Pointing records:
######
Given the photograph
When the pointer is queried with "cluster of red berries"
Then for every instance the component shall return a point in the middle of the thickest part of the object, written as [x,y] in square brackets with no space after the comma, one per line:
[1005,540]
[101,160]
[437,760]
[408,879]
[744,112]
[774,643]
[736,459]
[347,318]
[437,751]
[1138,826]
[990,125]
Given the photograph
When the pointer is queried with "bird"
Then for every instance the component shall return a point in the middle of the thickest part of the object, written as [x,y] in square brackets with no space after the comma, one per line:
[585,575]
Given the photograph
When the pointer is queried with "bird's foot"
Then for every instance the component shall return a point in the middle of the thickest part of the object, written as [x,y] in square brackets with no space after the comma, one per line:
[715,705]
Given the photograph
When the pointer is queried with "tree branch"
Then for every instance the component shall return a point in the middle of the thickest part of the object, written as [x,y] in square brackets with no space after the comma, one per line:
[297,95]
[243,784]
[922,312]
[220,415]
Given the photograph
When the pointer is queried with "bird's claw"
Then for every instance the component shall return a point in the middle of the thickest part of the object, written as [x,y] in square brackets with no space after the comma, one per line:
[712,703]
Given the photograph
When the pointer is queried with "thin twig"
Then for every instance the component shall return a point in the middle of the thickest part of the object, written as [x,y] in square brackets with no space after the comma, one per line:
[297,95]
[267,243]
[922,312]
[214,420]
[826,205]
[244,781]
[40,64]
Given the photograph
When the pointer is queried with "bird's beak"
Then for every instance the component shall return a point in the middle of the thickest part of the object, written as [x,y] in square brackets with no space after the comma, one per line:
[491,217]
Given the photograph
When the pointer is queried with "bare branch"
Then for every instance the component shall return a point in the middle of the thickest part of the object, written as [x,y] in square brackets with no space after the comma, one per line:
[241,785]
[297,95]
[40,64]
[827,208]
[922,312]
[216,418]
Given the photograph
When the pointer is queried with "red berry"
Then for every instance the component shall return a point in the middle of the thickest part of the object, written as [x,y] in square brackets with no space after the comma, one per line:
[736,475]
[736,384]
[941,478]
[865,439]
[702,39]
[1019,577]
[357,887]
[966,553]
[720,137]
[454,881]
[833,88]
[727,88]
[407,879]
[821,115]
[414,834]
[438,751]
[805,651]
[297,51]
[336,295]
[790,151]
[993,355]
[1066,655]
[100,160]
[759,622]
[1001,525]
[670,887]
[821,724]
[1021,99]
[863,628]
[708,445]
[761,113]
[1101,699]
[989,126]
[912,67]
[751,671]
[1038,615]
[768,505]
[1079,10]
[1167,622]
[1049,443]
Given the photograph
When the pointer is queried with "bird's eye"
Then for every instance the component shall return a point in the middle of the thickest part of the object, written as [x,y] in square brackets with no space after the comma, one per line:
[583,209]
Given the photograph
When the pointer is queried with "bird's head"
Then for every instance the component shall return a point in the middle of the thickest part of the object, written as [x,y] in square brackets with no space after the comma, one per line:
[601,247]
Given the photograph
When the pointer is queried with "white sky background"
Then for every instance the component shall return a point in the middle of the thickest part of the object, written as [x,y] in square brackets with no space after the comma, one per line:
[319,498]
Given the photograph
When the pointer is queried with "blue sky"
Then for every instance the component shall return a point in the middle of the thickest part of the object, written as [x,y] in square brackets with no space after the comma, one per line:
######
- EXERCISE OBJECTIVE: Extract the complete listing verbatim.

- TASK OUTPUT:
Given the photograph
When the pointer is queried with "cluster of red berries"
Then for every instance the component shall return a point in the middle of the thickest part of the object, written as [x,y] in square brackets with no space after the comma, one per line:
[1005,540]
[101,160]
[437,760]
[408,879]
[744,112]
[774,643]
[736,459]
[347,318]
[437,751]
[1138,826]
[990,125]
Given the photograph
When the pointer is queried with "bird"
Then for every instance the component shall return a point in the middle of the thickest part of the object, written as [x,y] in square brackets with no space after the comma, one per line:
[585,575]
Given the photograph
When the pointer is queried with "bird's foot"
Then for every instance the component shall return a point in the middle of the thickest part of the object, written as [x,y] in square brackets with no space after the comma, one per line:
[715,705]
Given the photograph
When the pointer is queried with "tree branch"
Then for every instance the component shall return a point in the middle of the thickest part of the object, written as [x,y] in square brackets with no space after the comma, one per line:
[297,95]
[243,784]
[922,312]
[220,415]
Given the photograph
When the pointer is queried with "bird's claw"
Then for every instance the component shall return a point in the middle of the thickest part of the object, written as [x,y] in square brackets with no space after the comma, one per line:
[712,703]
Given the photograph
When the pointer is queried with "thin twig"
Then for every instance the component shall return a point in the middle of the thickest part of the object, written as [x,y] in square brackets with no space after the comma, one per line:
[297,95]
[267,243]
[922,312]
[214,420]
[826,205]
[244,781]
[40,64]
Given the photograph
When the pointer is queried with "bird's beak"
Then for every instance the component shall return a point in the middle of the thickest part of the object, written as [x,y] in square brackets with no space after the comma, one per line:
[491,217]
Given the photograph
When the pointer is queried with "bare branch"
Then for every instance the component shall return a point in the middle of the thickest part of the object, written as [x,y] in square brackets with no space after the comma, one per line:
[241,785]
[297,95]
[40,64]
[827,208]
[922,312]
[216,418]
Given the photograph
When the pointer is queried with "red berry"
Then for every instance the component shall return a point in the middle of the thickest part of the object, written as [x,y] in square brackets with no space after the comma, one per line:
[736,475]
[736,384]
[941,478]
[865,439]
[702,39]
[1019,577]
[357,887]
[966,553]
[720,137]
[454,881]
[833,88]
[727,88]
[407,879]
[821,115]
[414,834]
[438,751]
[805,651]
[297,51]
[336,295]
[790,151]
[993,355]
[1066,655]
[100,160]
[759,622]
[1001,525]
[670,887]
[821,724]
[1021,99]
[863,628]
[708,445]
[761,113]
[1101,699]
[989,126]
[912,67]
[751,671]
[1038,615]
[768,505]
[1079,10]
[1167,622]
[1049,443]
Given the photograph
When the pointer is queried with "bird's eye"
Then for every instance the component shall return a point in the middle of the thickest part of the object, written as [x,y] in square brackets with no space after the comma, one per line:
[583,209]
Given the photograph
When the pointer is queried with "bird's head"
Then for every instance the component shall return a point in the middle of the thickest part of the object, written as [x,y] in square brackets with no space after the comma, one per line:
[601,247]
Given the photograph
When the pointer is queried with "white sky background"
Then for every instance the component shall return a point in the middle of the thickest part of the object, written as [x,y] in square brackets with no space after the comma, one per line:
[319,498]
Given the photograph
When the pointer is queried with "blue sky"
Then for every instance the component shall return a point in the middle of the thickest part of the object, written as [x,y] in square brackets with no space after the comma, one per line:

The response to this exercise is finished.